Image entries for named regions:
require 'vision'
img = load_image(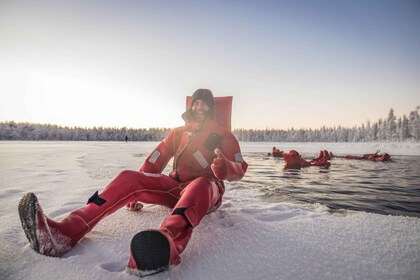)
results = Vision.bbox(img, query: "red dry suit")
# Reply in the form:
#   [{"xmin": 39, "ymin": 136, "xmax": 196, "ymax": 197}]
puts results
[
  {"xmin": 19, "ymin": 117, "xmax": 247, "ymax": 268},
  {"xmin": 283, "ymin": 150, "xmax": 331, "ymax": 169}
]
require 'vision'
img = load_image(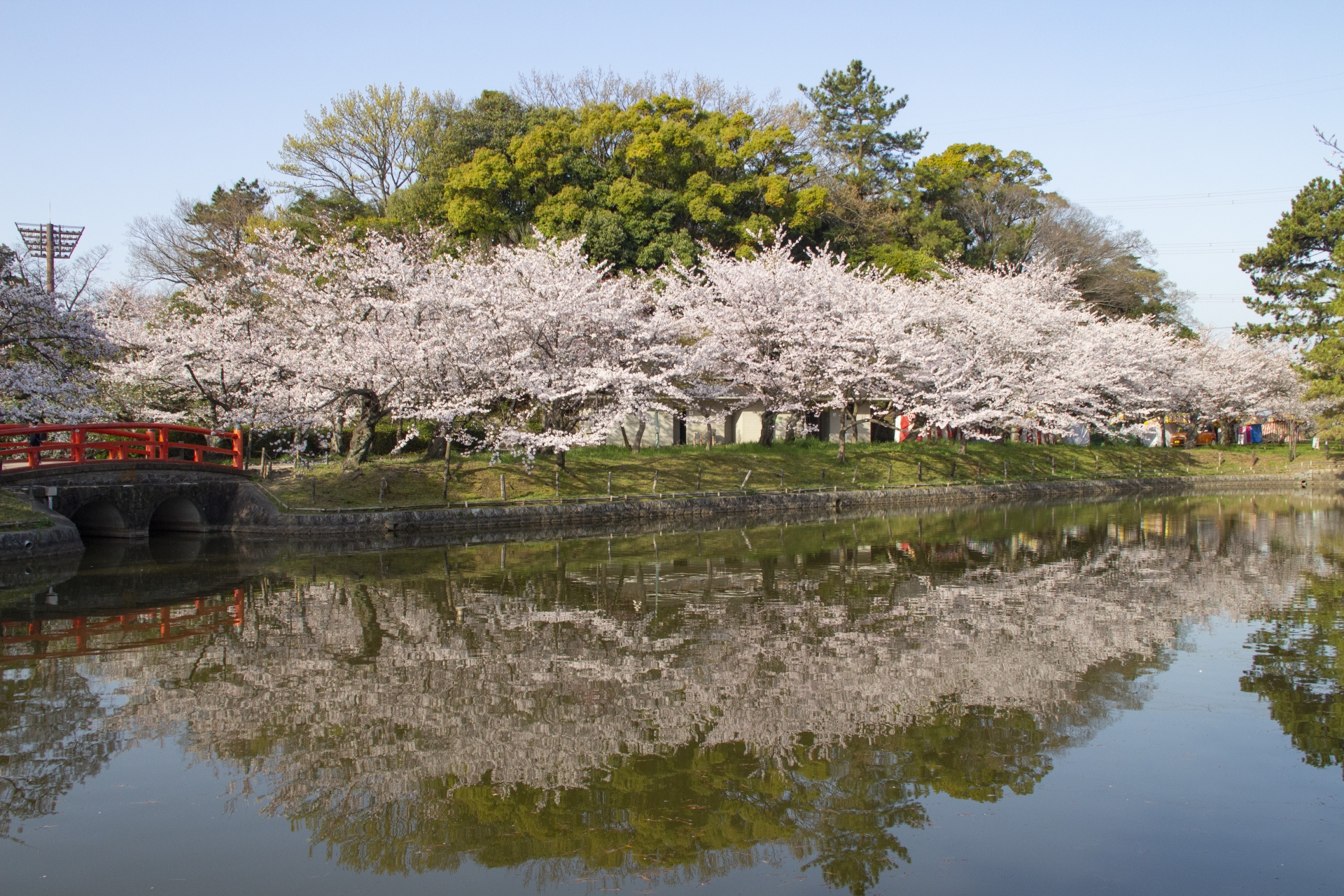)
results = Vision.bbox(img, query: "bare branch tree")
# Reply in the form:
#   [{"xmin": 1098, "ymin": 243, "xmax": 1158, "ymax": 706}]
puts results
[
  {"xmin": 1312, "ymin": 127, "xmax": 1344, "ymax": 174},
  {"xmin": 127, "ymin": 178, "xmax": 270, "ymax": 286},
  {"xmin": 272, "ymin": 85, "xmax": 433, "ymax": 214}
]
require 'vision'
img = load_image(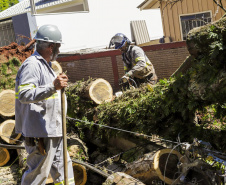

Written task: Locate every line in the records above that contains the string "xmax", with case counting, and copy each of those lines.

Complete output:
#   [{"xmin": 39, "ymin": 136, "xmax": 196, "ymax": 197}]
  {"xmin": 19, "ymin": 117, "xmax": 247, "ymax": 268},
  {"xmin": 283, "ymin": 150, "xmax": 331, "ymax": 169}
#   [{"xmin": 1098, "ymin": 243, "xmax": 1158, "ymax": 706}]
  {"xmin": 1312, "ymin": 127, "xmax": 1344, "ymax": 174},
  {"xmin": 127, "ymin": 178, "xmax": 270, "ymax": 286},
  {"xmin": 272, "ymin": 85, "xmax": 433, "ymax": 214}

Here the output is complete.